◆ **What the exercise asks**
Leave out the pictures and copy everything else below exactly.

◆ **Information shown**
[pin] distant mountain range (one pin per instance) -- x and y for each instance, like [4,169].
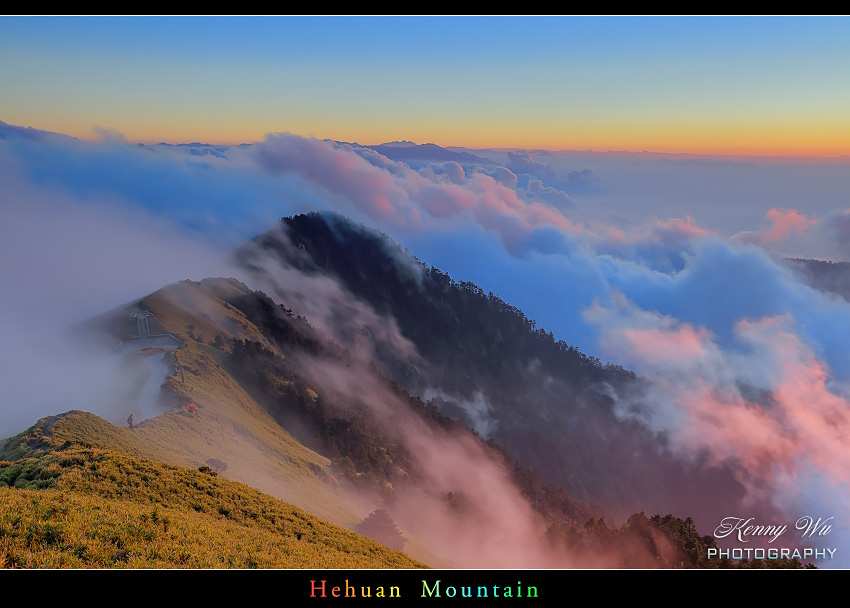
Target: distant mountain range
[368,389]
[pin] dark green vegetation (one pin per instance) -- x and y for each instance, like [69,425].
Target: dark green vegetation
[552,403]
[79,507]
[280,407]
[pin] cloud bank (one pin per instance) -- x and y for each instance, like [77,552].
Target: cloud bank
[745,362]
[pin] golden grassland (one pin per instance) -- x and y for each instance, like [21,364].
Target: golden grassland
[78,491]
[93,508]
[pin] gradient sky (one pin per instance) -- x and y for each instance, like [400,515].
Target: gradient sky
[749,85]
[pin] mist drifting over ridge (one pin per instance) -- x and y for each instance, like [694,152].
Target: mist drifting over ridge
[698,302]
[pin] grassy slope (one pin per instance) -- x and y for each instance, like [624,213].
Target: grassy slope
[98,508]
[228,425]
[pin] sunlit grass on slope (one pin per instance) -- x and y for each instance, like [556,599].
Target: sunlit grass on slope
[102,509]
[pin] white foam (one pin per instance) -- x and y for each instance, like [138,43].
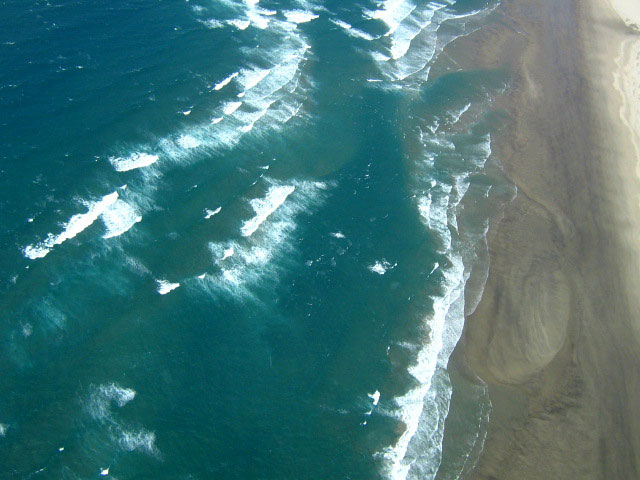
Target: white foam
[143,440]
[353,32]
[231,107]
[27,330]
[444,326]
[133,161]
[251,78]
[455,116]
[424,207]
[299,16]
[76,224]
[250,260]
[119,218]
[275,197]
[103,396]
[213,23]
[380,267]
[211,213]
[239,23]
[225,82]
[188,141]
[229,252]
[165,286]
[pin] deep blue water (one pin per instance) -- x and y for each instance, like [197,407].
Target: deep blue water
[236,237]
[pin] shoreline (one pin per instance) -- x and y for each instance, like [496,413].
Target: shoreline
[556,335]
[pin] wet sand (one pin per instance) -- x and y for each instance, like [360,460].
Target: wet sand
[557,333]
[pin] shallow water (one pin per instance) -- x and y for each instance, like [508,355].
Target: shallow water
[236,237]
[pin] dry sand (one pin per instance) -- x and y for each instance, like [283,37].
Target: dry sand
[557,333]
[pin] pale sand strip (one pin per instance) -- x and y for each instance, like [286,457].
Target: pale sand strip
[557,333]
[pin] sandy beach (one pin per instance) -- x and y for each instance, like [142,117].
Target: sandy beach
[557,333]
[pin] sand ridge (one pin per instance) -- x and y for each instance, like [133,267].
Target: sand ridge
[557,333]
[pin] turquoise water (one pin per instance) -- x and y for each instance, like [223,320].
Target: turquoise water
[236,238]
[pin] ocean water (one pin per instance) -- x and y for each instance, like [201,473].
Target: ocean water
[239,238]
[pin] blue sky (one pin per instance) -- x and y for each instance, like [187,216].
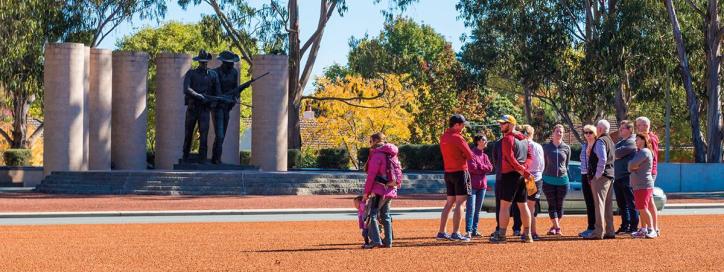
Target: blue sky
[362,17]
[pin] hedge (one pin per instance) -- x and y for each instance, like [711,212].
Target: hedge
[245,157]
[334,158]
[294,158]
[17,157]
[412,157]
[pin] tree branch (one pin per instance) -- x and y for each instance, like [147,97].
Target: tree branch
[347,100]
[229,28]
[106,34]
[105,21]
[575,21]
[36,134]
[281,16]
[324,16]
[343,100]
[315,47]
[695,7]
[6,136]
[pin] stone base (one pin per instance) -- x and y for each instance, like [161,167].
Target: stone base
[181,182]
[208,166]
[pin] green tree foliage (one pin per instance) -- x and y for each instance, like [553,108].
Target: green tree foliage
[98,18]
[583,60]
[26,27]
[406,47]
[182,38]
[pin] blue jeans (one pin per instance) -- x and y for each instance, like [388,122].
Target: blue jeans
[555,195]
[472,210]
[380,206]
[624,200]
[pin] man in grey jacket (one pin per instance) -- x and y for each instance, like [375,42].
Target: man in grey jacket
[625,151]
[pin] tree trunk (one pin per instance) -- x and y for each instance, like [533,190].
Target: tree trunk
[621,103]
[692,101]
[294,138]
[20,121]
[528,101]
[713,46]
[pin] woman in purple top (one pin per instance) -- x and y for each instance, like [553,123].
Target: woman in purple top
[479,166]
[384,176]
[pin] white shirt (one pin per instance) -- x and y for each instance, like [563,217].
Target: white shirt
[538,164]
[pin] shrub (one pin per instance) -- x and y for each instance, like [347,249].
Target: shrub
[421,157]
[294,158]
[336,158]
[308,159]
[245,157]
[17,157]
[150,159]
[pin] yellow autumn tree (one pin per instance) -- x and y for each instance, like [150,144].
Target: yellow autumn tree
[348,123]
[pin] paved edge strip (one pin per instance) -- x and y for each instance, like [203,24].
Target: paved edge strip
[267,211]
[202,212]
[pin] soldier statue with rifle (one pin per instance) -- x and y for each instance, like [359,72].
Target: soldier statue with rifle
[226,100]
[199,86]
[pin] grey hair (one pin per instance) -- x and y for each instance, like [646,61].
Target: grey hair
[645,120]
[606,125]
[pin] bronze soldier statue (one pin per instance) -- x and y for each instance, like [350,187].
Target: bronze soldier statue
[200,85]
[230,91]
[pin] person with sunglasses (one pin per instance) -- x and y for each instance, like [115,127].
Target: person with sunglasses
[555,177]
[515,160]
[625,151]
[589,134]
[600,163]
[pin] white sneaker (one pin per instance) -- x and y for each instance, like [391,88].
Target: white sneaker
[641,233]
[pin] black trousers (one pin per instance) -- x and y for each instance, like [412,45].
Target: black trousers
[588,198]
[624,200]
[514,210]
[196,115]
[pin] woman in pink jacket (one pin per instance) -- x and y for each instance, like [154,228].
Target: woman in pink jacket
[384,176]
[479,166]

◆ **Response**
[pin] distant mountain range (one pin per instance) -- x and y for each instance, like [4,169].
Target: distant mountain range
[368,389]
[pin] dark green vegetation (one pin per instance) -- x and y for each instance, like [69,425].
Target: dark green vegetation
[552,403]
[79,507]
[280,407]
[pin] cloud bank (one pin per instance) -- x and y for each instance, like [77,552].
Target: cloud bank
[745,362]
[pin] golden grassland (one pin per instance) -- x and y for each instance, like [21,364].
Target: golden grassland
[78,491]
[93,508]
[pin] gradient sky (one pin per instance) -- x and y for each instance, like [400,515].
Target: gradient sky
[749,85]
[pin] mist drifting over ridge (one pin per instance) -- x and y for each instance, like [694,152].
Target: mist drifting over ridge
[698,302]
[pin] grassy slope (one pin per instance) -- x and y for each instance, like [624,213].
Target: grassy slope
[98,508]
[228,425]
[pin] sunlit grass on slope (one pin per instance) -- x and y for each instance, like [556,599].
Target: sunlit grass on slope
[102,509]
[pin] white foam (one pin per instance) -- x and y for each instance, like [138,43].
Target: white foam
[143,440]
[353,32]
[231,107]
[27,330]
[444,326]
[133,161]
[251,78]
[455,116]
[424,207]
[299,16]
[76,224]
[250,260]
[119,218]
[275,197]
[103,396]
[213,23]
[380,267]
[211,213]
[239,23]
[225,82]
[188,141]
[229,252]
[165,286]
[pin] deep blue water (one pin per instance) -- x and y for each instance, like [197,407].
Target: deep blue water
[236,237]
[pin] shoreline (one pin per instance) -- x and y for each instance, like [496,413].
Target: shoreline
[556,335]
[pin] wet sand (one pin per instance) -- x and y for each instance, like [360,460].
Target: wet sand
[557,333]
[pin] shallow water (one pin per instance) -- x and y for each instance, like [508,355].
Target: shallow water
[236,237]
[pin] dry sand (one pin per instance) -- x and y for each instance, like [283,37].
Target: dry sand
[557,333]
[pin] pale sand strip (one pin per instance) -- x and y for each instance, like [286,457].
Target: pale sand strip
[557,333]
[pin] sandy beach (one pin per instance) -- x and y for each instance, like [142,117].
Target: sandy beach
[557,333]
[pin] sand ridge (one pin per instance) -- x and y for each instance, like [133,267].
Target: sand ridge
[557,333]
[pin] turquoise water (one pin per instance) -- x and y for each instance, like [223,320].
Target: turquoise water
[236,238]
[pin] ocean water (one pin per instance) -- x and y for each instance, like [201,473].
Target: ocean water
[239,238]
[pin] blue sky (one pin per instance) -- x and y for each instance, like [187,216].
Target: blue sky
[362,17]
[pin] hedge (one pin per instance) -- x and y for each instance, like [711,212].
Target: hedge
[245,157]
[334,158]
[294,158]
[17,157]
[412,157]
[pin] tree branch (one pin per instance) -- x and y for each instance, like [147,97].
Target: tree branch
[347,100]
[229,28]
[106,34]
[105,21]
[575,21]
[36,134]
[281,16]
[324,16]
[343,100]
[315,47]
[695,7]
[6,136]
[pin] stone base (one pin per instance) -- x and y for each instance, like [161,167].
Target: stone base
[181,182]
[208,166]
[pin] green tree foliage (one pin per instance) -- x and y for each instance, like [553,108].
Target: green tree foliage
[98,18]
[583,60]
[26,27]
[406,47]
[182,38]
[pin] blue jeans (one pin per instance) -- x and y for each instance, like [388,122].
Target: blue jeans
[555,195]
[472,210]
[380,206]
[624,200]
[pin] man in grey jacket (one pin per instance) -- x and y for each instance, like [375,42].
Target: man in grey jacket
[625,151]
[pin] tree trunk (one pin per instance) -- x and y for each instance, like [533,190].
Target: tree trunk
[621,103]
[692,101]
[294,138]
[20,121]
[528,101]
[713,46]
[pin] woman in purple top (one pin per instance) -- x and y for each instance, like [553,123].
Target: woman in purple top
[479,166]
[384,176]
[pin] white shirt (one pin per instance) -- x and y for each instance, like [563,217].
Target: white shirt
[538,164]
[pin] shrub (one pin per instance) -- x and y for each instance, like [347,249].
Target: shrub
[421,157]
[294,158]
[336,158]
[308,159]
[245,157]
[17,157]
[150,159]
[pin] yellow autumn tree (one pin per instance) -- x and y for each instance, like [150,144].
Target: yellow autumn tree
[348,123]
[pin] paved edge strip (one pin per instance) -- x and y for each instance, like [203,24].
Target: paved edge strip
[267,211]
[202,212]
[pin] soldier statue with rifle (one pin per instance) -- x and y for each instance, like [359,72].
Target: soldier statue with rifle
[226,100]
[199,86]
[pin] grey hair (one pin per instance) -- x and y for each instance, like [646,61].
Target: grey hair
[645,120]
[606,125]
[pin] bronze soldier statue (one pin per instance) -- x and y for each instance, like [350,187].
Target: bronze soldier statue
[200,85]
[230,91]
[pin] person with sunglasses (one pin per instance) -- x and y for each instance, like [115,127].
Target: person with sunglasses
[555,177]
[515,160]
[625,151]
[589,134]
[600,163]
[pin] white sneaker (one pin per instance) -- x and y for each instance, like [391,88].
Target: white sneaker
[641,233]
[pin] black trousers (one pin per instance) -- x and y for each instance, like [412,45].
Target: black trousers
[588,198]
[624,200]
[514,210]
[196,115]
[pin] woman in pink jacket (one pin per instance) -- x and y for each instance, like [154,228].
Target: woman in pink jacket
[384,176]
[479,166]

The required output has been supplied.